• [Problem to solve] For each line below that holds the word "door", make a copy.

[Record extracts — start]

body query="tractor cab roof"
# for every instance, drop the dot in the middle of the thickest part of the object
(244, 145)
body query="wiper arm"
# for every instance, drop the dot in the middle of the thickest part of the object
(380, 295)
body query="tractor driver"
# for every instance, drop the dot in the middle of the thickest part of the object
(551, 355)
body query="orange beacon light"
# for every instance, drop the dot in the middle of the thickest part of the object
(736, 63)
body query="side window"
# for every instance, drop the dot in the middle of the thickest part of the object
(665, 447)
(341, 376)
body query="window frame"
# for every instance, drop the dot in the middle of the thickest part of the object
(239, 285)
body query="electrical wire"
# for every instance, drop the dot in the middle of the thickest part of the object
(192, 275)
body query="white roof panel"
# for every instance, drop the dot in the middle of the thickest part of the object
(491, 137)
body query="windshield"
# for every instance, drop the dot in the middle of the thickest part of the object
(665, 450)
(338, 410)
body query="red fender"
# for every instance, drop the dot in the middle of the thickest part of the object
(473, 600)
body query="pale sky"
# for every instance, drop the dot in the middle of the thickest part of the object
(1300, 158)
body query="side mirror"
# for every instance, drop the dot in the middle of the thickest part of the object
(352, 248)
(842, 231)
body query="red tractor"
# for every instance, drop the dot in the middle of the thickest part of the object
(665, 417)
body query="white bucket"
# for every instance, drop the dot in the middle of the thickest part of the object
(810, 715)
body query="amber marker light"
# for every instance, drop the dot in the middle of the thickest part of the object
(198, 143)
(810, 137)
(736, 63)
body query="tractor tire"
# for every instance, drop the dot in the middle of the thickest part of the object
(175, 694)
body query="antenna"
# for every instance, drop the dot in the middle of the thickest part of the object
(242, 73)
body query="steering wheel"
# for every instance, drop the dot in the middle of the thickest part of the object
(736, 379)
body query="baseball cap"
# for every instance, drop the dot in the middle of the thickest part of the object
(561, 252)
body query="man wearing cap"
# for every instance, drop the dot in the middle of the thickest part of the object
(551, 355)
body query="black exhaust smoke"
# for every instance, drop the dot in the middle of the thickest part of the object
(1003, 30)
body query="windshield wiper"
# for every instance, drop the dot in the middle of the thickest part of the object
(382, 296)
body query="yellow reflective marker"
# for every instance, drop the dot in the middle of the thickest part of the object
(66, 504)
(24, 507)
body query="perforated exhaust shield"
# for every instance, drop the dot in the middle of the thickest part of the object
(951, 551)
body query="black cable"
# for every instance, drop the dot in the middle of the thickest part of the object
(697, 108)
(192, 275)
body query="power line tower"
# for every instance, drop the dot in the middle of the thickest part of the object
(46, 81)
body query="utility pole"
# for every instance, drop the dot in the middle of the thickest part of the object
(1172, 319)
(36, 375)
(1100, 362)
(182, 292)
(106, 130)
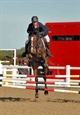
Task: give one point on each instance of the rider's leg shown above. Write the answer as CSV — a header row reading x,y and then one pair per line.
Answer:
x,y
47,45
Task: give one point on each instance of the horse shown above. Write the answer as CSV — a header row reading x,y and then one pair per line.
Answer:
x,y
38,57
11,60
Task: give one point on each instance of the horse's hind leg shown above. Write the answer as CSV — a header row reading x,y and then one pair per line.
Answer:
x,y
45,71
36,79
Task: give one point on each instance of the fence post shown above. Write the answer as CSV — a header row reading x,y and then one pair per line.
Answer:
x,y
68,75
0,68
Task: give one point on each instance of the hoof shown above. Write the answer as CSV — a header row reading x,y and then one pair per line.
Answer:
x,y
36,95
46,92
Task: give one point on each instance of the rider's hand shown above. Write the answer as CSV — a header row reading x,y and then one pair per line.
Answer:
x,y
40,35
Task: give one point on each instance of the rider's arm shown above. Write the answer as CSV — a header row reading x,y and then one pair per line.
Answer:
x,y
44,29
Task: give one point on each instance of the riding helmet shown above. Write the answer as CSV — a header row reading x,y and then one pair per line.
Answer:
x,y
34,19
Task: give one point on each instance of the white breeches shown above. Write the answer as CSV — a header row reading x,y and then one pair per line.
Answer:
x,y
46,37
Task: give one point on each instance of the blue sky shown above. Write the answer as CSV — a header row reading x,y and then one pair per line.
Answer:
x,y
15,15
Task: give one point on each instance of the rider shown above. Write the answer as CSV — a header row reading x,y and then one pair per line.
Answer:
x,y
43,33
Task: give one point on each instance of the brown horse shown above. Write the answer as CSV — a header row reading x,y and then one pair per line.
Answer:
x,y
38,57
11,60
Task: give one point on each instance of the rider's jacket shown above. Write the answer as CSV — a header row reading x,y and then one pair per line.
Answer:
x,y
40,27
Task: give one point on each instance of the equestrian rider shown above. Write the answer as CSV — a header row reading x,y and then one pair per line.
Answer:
x,y
43,33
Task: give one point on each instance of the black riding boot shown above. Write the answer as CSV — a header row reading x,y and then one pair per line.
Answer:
x,y
48,52
26,51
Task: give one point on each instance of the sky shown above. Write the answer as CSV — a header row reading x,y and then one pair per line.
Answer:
x,y
15,15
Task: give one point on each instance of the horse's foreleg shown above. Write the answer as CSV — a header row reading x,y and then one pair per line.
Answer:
x,y
36,79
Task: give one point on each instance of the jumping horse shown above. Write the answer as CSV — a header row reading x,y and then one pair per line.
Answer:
x,y
37,56
11,60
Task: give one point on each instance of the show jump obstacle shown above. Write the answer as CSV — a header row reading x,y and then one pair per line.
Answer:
x,y
55,83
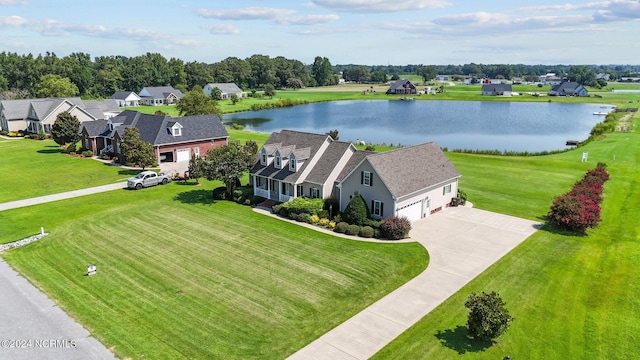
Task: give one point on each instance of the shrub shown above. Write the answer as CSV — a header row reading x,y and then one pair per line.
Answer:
x,y
341,227
488,317
395,228
366,231
356,211
353,230
304,205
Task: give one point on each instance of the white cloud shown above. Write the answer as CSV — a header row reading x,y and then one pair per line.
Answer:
x,y
374,6
13,21
221,29
249,13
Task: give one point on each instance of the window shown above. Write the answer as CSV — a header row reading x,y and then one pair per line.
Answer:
x,y
366,178
376,207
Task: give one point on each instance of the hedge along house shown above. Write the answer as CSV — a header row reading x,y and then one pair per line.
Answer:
x,y
173,140
414,181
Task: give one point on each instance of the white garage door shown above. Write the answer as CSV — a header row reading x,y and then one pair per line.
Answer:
x,y
412,211
183,155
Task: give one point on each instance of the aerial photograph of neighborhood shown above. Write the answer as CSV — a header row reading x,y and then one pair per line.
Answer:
x,y
319,179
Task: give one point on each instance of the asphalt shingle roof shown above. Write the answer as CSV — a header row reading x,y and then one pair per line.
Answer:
x,y
412,168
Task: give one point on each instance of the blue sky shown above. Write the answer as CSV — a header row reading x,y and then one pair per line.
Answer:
x,y
369,32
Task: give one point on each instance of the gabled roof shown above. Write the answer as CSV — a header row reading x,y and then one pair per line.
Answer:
x,y
159,92
293,140
412,168
155,129
226,88
15,109
401,84
496,87
566,86
123,95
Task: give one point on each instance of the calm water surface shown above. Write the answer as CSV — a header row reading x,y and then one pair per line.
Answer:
x,y
512,126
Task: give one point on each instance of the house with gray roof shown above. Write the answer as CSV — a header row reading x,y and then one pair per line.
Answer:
x,y
568,88
402,87
159,95
173,139
34,115
226,90
126,98
414,181
496,89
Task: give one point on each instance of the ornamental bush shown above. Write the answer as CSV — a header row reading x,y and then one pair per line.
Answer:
x,y
341,227
356,211
395,228
488,317
353,230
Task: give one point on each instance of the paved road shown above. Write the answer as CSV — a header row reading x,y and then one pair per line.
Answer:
x,y
462,243
33,327
61,196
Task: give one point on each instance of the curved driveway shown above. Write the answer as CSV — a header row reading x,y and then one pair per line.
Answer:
x,y
462,243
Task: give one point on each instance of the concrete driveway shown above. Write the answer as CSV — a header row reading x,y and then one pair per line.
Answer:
x,y
462,243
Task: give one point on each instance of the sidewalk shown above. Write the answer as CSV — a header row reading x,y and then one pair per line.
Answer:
x,y
61,196
462,243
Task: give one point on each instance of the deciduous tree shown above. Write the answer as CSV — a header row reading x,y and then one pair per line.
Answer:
x,y
135,151
488,316
228,163
65,129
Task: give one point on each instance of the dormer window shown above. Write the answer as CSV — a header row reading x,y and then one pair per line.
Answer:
x,y
176,129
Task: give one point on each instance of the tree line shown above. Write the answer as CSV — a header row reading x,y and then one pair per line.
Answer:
x,y
27,76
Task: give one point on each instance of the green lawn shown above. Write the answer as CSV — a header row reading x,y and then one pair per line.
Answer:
x,y
180,276
573,297
32,168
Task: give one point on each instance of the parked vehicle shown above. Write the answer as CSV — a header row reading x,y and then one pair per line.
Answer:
x,y
146,179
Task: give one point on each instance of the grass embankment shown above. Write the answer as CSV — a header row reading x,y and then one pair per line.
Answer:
x,y
180,276
32,168
573,297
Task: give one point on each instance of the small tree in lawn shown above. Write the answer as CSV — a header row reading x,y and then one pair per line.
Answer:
x,y
135,151
65,129
488,316
196,168
228,163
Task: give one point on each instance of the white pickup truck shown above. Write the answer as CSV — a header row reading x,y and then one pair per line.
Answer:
x,y
146,179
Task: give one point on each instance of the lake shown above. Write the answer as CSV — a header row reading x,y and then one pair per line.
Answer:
x,y
476,125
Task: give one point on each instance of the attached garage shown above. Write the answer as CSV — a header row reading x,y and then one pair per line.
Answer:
x,y
412,211
183,155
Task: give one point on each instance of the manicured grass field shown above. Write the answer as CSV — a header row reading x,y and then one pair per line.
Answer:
x,y
573,297
180,276
31,168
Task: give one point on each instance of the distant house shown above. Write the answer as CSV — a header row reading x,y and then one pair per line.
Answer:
x,y
159,95
126,98
402,87
226,90
414,181
568,88
173,139
34,115
496,89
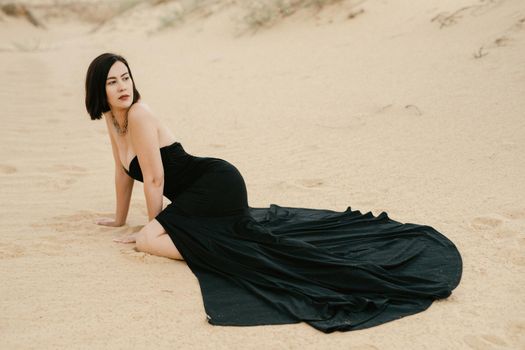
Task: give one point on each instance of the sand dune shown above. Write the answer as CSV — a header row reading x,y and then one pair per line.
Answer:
x,y
413,108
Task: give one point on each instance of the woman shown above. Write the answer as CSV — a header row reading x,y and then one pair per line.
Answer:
x,y
334,270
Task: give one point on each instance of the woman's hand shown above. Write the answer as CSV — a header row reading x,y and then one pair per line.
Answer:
x,y
108,222
127,238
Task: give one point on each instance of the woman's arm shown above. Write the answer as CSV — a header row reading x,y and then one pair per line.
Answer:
x,y
123,187
143,131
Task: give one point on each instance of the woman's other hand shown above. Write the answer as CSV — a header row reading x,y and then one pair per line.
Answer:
x,y
108,222
127,238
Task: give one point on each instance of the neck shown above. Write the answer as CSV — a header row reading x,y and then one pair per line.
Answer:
x,y
119,114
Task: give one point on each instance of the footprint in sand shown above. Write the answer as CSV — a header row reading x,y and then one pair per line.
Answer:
x,y
134,255
485,223
69,174
10,251
485,342
7,169
310,183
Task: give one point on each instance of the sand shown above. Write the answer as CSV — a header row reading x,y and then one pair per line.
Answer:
x,y
413,108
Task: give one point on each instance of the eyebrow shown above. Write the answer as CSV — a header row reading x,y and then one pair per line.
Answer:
x,y
116,78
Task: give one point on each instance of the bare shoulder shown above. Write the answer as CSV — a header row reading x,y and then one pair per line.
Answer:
x,y
140,110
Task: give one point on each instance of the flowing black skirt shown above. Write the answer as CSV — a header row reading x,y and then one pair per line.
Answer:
x,y
337,271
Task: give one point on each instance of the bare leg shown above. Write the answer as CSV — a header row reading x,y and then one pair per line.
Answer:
x,y
153,239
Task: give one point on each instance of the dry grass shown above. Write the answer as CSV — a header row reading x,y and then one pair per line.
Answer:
x,y
255,13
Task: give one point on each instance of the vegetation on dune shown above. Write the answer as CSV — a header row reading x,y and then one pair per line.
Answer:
x,y
255,13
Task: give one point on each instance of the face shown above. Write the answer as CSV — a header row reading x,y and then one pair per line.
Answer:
x,y
118,84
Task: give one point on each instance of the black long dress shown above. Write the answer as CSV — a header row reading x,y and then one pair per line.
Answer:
x,y
336,271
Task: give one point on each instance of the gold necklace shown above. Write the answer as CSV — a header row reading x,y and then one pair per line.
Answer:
x,y
117,125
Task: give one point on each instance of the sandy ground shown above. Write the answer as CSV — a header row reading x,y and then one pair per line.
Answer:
x,y
415,108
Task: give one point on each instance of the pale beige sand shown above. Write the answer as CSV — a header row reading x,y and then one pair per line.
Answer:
x,y
387,111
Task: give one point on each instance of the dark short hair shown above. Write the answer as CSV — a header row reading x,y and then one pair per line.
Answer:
x,y
96,98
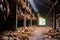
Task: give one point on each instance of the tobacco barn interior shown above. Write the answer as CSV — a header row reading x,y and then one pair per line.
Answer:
x,y
29,19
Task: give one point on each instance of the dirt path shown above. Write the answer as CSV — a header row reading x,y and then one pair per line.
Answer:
x,y
38,34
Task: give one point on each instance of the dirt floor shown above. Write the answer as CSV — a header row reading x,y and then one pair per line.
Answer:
x,y
36,34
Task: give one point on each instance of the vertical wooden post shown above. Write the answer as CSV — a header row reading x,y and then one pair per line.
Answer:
x,y
16,14
54,19
25,19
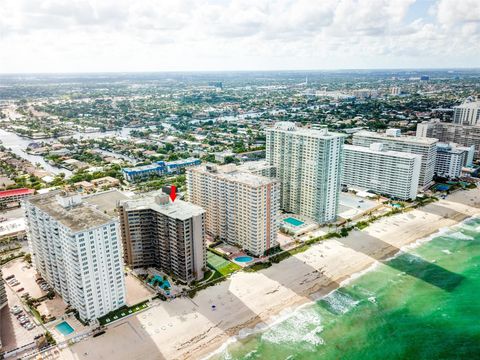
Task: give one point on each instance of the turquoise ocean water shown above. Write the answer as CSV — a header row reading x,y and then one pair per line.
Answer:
x,y
422,304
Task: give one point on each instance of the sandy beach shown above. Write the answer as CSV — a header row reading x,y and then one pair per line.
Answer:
x,y
190,329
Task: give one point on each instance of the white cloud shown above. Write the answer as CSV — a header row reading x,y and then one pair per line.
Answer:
x,y
150,35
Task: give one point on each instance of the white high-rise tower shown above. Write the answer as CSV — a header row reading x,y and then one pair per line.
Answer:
x,y
76,248
308,164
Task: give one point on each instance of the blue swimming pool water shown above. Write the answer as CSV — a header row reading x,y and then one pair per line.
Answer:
x,y
293,221
64,328
163,283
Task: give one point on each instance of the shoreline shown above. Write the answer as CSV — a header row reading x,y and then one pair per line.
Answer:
x,y
190,329
328,289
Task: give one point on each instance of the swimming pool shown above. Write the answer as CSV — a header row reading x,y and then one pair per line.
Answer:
x,y
293,221
164,284
243,259
64,328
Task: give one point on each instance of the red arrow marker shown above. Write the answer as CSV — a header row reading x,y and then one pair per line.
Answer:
x,y
173,192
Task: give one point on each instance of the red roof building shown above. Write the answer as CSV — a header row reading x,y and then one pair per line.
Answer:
x,y
14,195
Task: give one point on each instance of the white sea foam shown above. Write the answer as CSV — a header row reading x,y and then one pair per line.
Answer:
x,y
339,302
460,236
289,312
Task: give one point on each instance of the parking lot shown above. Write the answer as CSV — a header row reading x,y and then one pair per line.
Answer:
x,y
13,333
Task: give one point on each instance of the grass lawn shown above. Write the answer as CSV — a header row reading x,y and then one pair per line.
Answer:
x,y
220,265
122,312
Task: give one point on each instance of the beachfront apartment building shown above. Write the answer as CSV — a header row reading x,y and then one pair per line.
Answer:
x,y
3,303
241,208
394,141
451,158
169,236
3,293
463,135
467,113
76,248
158,168
391,173
308,164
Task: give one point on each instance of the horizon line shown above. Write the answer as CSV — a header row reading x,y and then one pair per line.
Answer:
x,y
237,71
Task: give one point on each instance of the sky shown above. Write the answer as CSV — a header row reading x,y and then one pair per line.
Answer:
x,y
222,35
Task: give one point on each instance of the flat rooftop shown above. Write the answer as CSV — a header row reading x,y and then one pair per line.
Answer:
x,y
404,138
380,152
79,217
178,209
291,128
254,165
106,201
232,173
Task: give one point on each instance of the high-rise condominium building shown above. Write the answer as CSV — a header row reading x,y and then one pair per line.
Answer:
x,y
260,167
3,294
76,248
464,135
241,208
451,158
467,113
308,164
3,303
394,141
164,235
384,172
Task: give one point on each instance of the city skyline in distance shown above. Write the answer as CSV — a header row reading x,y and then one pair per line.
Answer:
x,y
120,36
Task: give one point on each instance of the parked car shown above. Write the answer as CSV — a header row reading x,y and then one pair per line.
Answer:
x,y
16,311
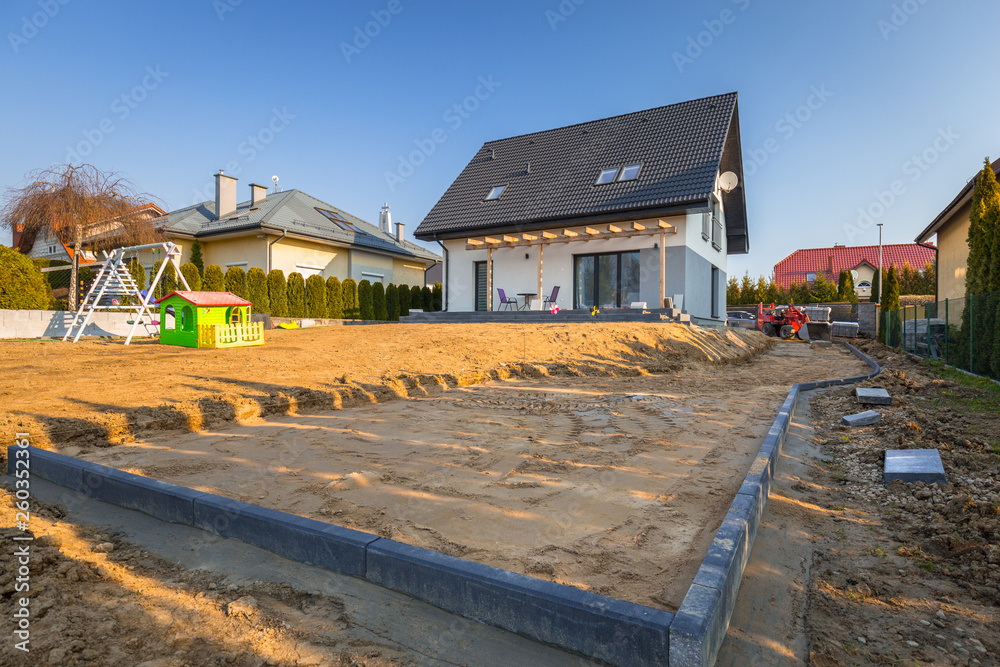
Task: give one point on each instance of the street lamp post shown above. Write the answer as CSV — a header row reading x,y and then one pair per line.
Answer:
x,y
880,263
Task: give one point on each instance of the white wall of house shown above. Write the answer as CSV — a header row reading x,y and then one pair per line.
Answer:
x,y
516,269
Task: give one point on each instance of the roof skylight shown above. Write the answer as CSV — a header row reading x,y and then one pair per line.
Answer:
x,y
630,172
607,176
496,192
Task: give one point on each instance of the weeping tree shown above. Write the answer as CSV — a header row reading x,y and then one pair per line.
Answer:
x,y
83,207
334,298
213,281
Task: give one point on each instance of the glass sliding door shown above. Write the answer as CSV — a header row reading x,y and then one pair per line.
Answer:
x,y
608,280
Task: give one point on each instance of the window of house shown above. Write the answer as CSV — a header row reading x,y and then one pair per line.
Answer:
x,y
495,192
607,176
630,172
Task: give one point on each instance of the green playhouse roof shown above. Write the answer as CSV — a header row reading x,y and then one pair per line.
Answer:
x,y
208,299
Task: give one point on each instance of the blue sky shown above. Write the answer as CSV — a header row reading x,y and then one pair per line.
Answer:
x,y
881,106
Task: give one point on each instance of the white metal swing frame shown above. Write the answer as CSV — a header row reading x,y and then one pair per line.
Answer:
x,y
114,280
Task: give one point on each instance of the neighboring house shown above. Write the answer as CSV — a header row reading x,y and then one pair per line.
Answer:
x,y
48,246
951,227
620,210
294,232
862,261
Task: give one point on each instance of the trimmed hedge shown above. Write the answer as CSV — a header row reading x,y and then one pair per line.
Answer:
x,y
392,301
379,305
316,297
366,304
191,274
213,280
22,285
349,299
404,300
277,293
296,295
236,281
257,290
334,298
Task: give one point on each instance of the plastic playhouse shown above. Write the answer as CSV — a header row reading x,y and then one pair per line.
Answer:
x,y
207,319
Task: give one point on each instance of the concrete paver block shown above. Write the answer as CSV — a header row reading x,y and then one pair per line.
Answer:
x,y
866,418
874,396
913,465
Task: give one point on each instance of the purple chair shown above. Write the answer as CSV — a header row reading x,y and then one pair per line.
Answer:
x,y
506,301
551,299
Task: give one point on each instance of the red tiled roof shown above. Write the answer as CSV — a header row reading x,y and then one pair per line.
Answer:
x,y
793,269
208,299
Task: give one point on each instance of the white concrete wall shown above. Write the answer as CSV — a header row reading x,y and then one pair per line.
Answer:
x,y
515,273
54,323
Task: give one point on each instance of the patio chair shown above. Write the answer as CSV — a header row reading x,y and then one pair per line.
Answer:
x,y
510,302
551,299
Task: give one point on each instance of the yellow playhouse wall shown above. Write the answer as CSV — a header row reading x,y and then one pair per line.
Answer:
x,y
953,254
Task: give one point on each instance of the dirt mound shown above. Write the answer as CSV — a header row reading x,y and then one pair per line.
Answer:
x,y
103,393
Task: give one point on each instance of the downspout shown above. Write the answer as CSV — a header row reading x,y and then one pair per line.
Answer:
x,y
283,232
444,275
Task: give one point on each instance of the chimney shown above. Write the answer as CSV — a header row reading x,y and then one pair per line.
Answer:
x,y
225,195
385,219
258,193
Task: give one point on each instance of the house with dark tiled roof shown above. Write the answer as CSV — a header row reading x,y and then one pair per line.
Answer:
x,y
950,229
294,232
614,212
802,266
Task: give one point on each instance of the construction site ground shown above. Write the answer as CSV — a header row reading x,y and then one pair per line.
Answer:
x,y
107,597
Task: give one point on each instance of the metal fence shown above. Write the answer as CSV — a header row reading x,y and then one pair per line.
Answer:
x,y
964,332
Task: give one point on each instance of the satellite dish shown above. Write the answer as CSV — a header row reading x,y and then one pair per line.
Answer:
x,y
728,181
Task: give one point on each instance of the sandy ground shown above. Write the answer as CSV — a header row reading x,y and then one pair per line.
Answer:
x,y
610,484
101,392
847,571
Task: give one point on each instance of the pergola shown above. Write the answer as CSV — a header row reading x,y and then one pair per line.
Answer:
x,y
544,238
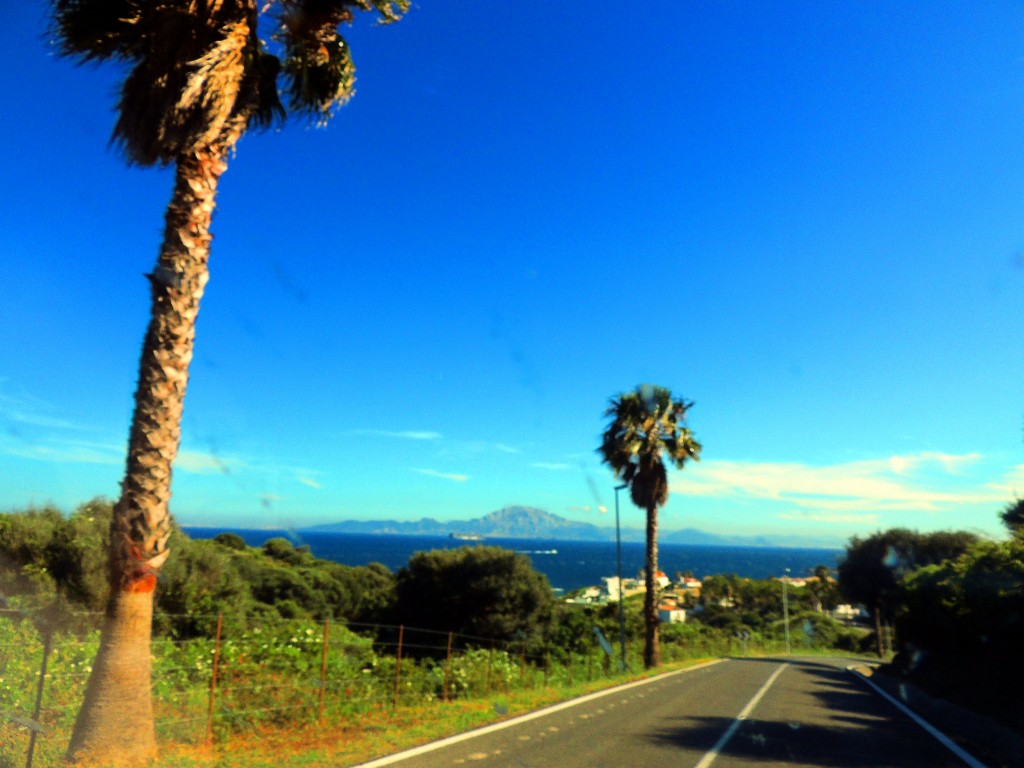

[Record extracts — finish]

• [Result of the exercise]
Task: give one point on each instance of the white garage door shown above. Write the answer as CSV — a header row reading x,y and then one pair per line.
Task: give one point on each instance of the glass sliding door shown above. Write the answer as CSV — a header row reading x,y and then one pair per line.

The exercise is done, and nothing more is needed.